==== Entries provided ====

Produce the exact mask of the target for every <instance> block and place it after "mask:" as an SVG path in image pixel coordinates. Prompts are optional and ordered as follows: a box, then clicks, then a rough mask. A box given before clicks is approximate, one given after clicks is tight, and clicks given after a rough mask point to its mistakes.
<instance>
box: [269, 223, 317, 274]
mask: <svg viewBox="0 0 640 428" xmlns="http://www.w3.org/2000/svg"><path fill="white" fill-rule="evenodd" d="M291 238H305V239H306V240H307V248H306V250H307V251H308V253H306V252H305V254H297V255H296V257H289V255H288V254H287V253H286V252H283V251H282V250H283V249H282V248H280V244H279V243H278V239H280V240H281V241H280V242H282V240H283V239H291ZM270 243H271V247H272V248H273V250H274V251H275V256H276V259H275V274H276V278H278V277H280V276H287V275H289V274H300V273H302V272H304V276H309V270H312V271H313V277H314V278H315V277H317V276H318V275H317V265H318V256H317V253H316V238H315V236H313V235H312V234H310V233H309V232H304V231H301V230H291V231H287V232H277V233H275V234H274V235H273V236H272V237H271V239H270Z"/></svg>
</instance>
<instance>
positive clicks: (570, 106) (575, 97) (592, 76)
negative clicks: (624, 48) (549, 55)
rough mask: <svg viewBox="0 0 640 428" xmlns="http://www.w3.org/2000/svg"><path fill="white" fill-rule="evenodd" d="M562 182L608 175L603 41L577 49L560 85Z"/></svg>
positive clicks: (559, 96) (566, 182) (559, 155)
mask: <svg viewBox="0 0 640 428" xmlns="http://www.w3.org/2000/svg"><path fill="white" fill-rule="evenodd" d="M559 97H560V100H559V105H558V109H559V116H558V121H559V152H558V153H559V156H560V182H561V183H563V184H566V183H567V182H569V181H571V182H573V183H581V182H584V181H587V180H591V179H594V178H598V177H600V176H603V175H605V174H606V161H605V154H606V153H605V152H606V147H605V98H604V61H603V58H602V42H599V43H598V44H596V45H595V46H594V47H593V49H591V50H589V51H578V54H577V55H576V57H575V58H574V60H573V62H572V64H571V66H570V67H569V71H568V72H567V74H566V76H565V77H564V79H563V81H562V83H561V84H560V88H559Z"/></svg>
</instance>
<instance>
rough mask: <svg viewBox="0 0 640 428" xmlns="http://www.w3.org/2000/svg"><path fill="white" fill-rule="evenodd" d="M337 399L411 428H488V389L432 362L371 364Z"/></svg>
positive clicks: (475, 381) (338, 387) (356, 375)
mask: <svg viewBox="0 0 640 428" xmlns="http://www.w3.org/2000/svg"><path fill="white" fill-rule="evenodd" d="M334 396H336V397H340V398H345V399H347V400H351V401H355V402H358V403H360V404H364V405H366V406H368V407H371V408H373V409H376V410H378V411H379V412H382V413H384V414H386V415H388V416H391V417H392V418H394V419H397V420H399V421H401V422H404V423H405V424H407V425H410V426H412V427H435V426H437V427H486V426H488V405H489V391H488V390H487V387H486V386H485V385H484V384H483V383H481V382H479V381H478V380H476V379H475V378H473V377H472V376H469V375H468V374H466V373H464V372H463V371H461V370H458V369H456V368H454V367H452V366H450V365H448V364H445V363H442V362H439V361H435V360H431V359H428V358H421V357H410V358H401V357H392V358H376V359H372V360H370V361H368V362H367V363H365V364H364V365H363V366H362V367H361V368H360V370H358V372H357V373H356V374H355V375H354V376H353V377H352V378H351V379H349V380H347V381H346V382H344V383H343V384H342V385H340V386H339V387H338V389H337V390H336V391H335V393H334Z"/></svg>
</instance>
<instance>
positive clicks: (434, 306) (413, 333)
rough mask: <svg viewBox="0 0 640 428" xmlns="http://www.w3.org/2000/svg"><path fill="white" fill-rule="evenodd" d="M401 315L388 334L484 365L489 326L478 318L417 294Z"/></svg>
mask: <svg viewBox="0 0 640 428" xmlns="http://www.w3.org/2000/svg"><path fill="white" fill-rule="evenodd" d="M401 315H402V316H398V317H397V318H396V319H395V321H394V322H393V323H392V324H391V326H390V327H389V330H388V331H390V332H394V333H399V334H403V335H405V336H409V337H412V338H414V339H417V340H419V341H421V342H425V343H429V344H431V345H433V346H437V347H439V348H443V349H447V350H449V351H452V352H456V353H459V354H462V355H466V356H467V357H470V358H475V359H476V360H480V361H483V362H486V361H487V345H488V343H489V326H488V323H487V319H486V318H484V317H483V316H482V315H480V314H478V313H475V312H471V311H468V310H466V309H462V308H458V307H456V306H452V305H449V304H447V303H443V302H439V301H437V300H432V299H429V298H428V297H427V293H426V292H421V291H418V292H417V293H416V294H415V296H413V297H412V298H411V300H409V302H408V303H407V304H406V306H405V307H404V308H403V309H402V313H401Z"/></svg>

====

Problem details
Your answer must be the complete data, repeated word for word.

Worked solution
Produce the exact mask of the target for every <instance> block and place it after "mask:" as an SVG path in image pixel coordinates. Prompts are optional and ordered as follows: a box, then clicks, then a rough mask. A box given before clicks is approximate, one given after clicks is tight, and clicks given after a rough mask point to its mistakes.
<instance>
box: [269, 223, 317, 274]
mask: <svg viewBox="0 0 640 428" xmlns="http://www.w3.org/2000/svg"><path fill="white" fill-rule="evenodd" d="M291 238H305V239H306V240H307V248H306V250H307V251H308V253H306V252H305V254H297V255H296V257H289V255H288V254H287V253H286V252H283V251H282V250H283V249H282V248H280V244H279V243H278V239H280V240H281V241H280V242H282V240H283V239H291ZM270 243H271V247H272V248H273V250H274V251H275V256H276V259H275V274H276V278H278V277H280V276H287V275H289V274H300V273H302V272H304V276H309V270H312V271H313V277H314V278H315V277H317V276H318V275H317V265H318V256H317V253H316V238H315V236H313V235H312V234H310V233H309V232H304V231H301V230H291V231H287V232H277V233H275V234H274V235H273V236H272V237H271V239H270Z"/></svg>
</instance>
<instance>
positive clicks: (570, 106) (575, 97) (592, 76)
negative clicks: (624, 48) (549, 55)
rough mask: <svg viewBox="0 0 640 428" xmlns="http://www.w3.org/2000/svg"><path fill="white" fill-rule="evenodd" d="M562 182L608 175L603 41L577 49L560 85Z"/></svg>
positive clicks: (559, 96) (566, 182) (559, 155)
mask: <svg viewBox="0 0 640 428" xmlns="http://www.w3.org/2000/svg"><path fill="white" fill-rule="evenodd" d="M559 97H560V100H559V105H558V109H559V116H558V121H559V152H558V153H559V156H560V182H561V183H563V184H566V183H567V182H569V181H571V182H573V183H581V182H584V181H587V180H591V179H594V178H598V177H600V176H603V175H605V174H606V161H605V154H606V153H605V152H606V147H605V98H604V61H603V58H602V42H599V43H598V44H596V45H595V46H594V47H593V49H591V50H589V51H578V54H577V55H576V57H575V58H574V60H573V62H572V64H571V66H570V67H569V71H568V72H567V74H566V76H565V77H564V79H563V81H562V83H561V84H560V88H559Z"/></svg>
</instance>
<instance>
rough mask: <svg viewBox="0 0 640 428" xmlns="http://www.w3.org/2000/svg"><path fill="white" fill-rule="evenodd" d="M337 399L411 428H488V389L432 362L371 364Z"/></svg>
positive clicks: (475, 381) (338, 387) (356, 375)
mask: <svg viewBox="0 0 640 428" xmlns="http://www.w3.org/2000/svg"><path fill="white" fill-rule="evenodd" d="M334 396H336V397H340V398H345V399H347V400H351V401H355V402H358V403H360V404H364V405H366V406H368V407H371V408H373V409H376V410H378V411H379V412H382V413H384V414H386V415H388V416H391V417H392V418H394V419H397V420H399V421H401V422H404V423H405V424H407V425H410V426H412V427H435V426H437V427H486V426H488V405H489V391H488V390H487V387H486V386H485V385H484V384H483V383H481V382H479V381H478V380H476V379H475V378H473V377H472V376H469V375H468V374H466V373H464V372H463V371H461V370H458V369H456V368H454V367H452V366H450V365H448V364H445V363H442V362H439V361H435V360H431V359H428V358H421V357H410V358H401V357H392V358H376V359H372V360H370V361H368V362H367V363H365V364H364V365H363V366H362V367H361V368H360V370H358V372H357V373H356V374H355V375H354V376H353V377H352V378H351V379H349V380H347V381H346V382H344V383H343V384H342V385H340V386H339V387H338V389H337V390H336V391H335V393H334Z"/></svg>
</instance>
<instance>
positive clicks: (434, 306) (413, 333)
rough mask: <svg viewBox="0 0 640 428" xmlns="http://www.w3.org/2000/svg"><path fill="white" fill-rule="evenodd" d="M401 315L388 334L484 365L489 326L478 318L417 294Z"/></svg>
mask: <svg viewBox="0 0 640 428" xmlns="http://www.w3.org/2000/svg"><path fill="white" fill-rule="evenodd" d="M401 315H402V316H398V317H397V318H396V319H395V321H394V322H393V323H392V324H391V326H390V327H389V330H388V331H390V332H394V333H399V334H403V335H405V336H409V337H412V338H414V339H417V340H419V341H421V342H425V343H429V344H431V345H433V346H437V347H439V348H443V349H447V350H449V351H452V352H456V353H459V354H462V355H466V356H467V357H470V358H475V359H476V360H480V361H483V362H486V361H487V345H488V343H489V326H488V323H487V319H486V318H484V317H483V316H482V315H480V314H478V313H475V312H471V311H468V310H466V309H462V308H458V307H456V306H452V305H449V304H447V303H443V302H439V301H437V300H432V299H429V298H428V297H427V293H426V292H421V291H418V292H417V293H416V294H415V296H413V297H412V298H411V300H409V302H408V303H407V304H406V306H405V307H404V308H403V309H402V313H401Z"/></svg>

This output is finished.